Extract:
----------------

Comfort Control

Comfort Control Heating and Air Conditioning, Inc.

Condensing Furnaces, Humidity and Air Circulation

With energy efficiency a leading factor in the optimization of furnaces for the home, the best modern models are condensing furnaces. By capturing and condensing water vapor in the air, condensing furnaces take advantage of the tighter, more closed system that characterize modern homes and yielding ever better energy conservation. But a condensing furnace may require fine-tuning the intake and exhaust of air to balance levels of humidity in the home.

Older furnaces tend to be associated with dry home air, to the point that a comfort control expert may recommend adding a humidifier to offset the lack of moisture. In the case of modern condensing furnaces, however, the converse issue may present itself: excessive moisture in the air. One symptom of high levels of humidity that homeowners sometimes complain about is condensation on windows, for example. Could condensing furnaces do too good a job at recovering moisture, leading to runaway humidity effects?

Fortunately, the culprit is not really the condensing furnaces and the solution, well known to experts in comfort control, lies in coupling the heating system with proper ventilation. Not just any air intake and exhaust will do; a simple exhaust fan to vent moist air would waste much of the energy savings of the condensing furnace. Similarly, running a dehumidifier all winter just compounds energy usage. Homeowners benefit most from a team of seasoned comfort control specialists that can design and install the best system for air circulation and ventilation to compliment the advantages of the condensing furnace.

----------------

Supplied data:
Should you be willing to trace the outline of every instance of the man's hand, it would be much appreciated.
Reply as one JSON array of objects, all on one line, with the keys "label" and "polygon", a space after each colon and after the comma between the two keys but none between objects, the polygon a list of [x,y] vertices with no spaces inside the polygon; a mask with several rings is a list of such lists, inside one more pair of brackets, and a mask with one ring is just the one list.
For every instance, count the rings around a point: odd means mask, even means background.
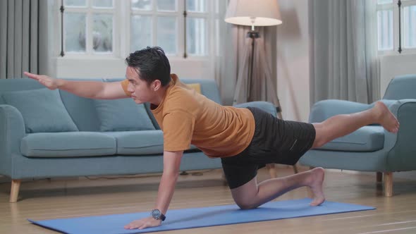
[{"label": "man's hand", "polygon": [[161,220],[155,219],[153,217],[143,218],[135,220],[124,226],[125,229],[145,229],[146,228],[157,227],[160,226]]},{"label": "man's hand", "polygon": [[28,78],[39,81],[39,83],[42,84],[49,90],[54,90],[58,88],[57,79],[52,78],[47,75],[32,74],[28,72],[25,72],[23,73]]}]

----------------

Problem set:
**a)** Return the passage of the article on condensing furnaces from "With energy efficiency" to "in the home.", copied word for word.
**b)** Answer the following questions using the article on condensing furnaces:
(i) What kind of home air do older furnaces tend to be associated with?
(ii) Which symptom of high humidity do homeowners sometimes complain about?
(iii) What drawback does the article give for using a simple exhaust fan to vent moist air?

Problem solutions:
**a)**
With energy efficiency a leading factor in the optimization of furnaces for the home, the best modern models are condensing furnaces. By capturing and condensing water vapor in the air, condensing furnaces take advantage of the tighter, more closed system that characterize modern homes and yielding ever better energy conservation. But a condensing furnace may require fine-tuning the intake and exhaust of air to balance levels of humidity in the home.

**b)**
(i) Dry home air.
(ii) Condensation on windows.
(iii) It would waste much of the energy savings of the condensing furnace.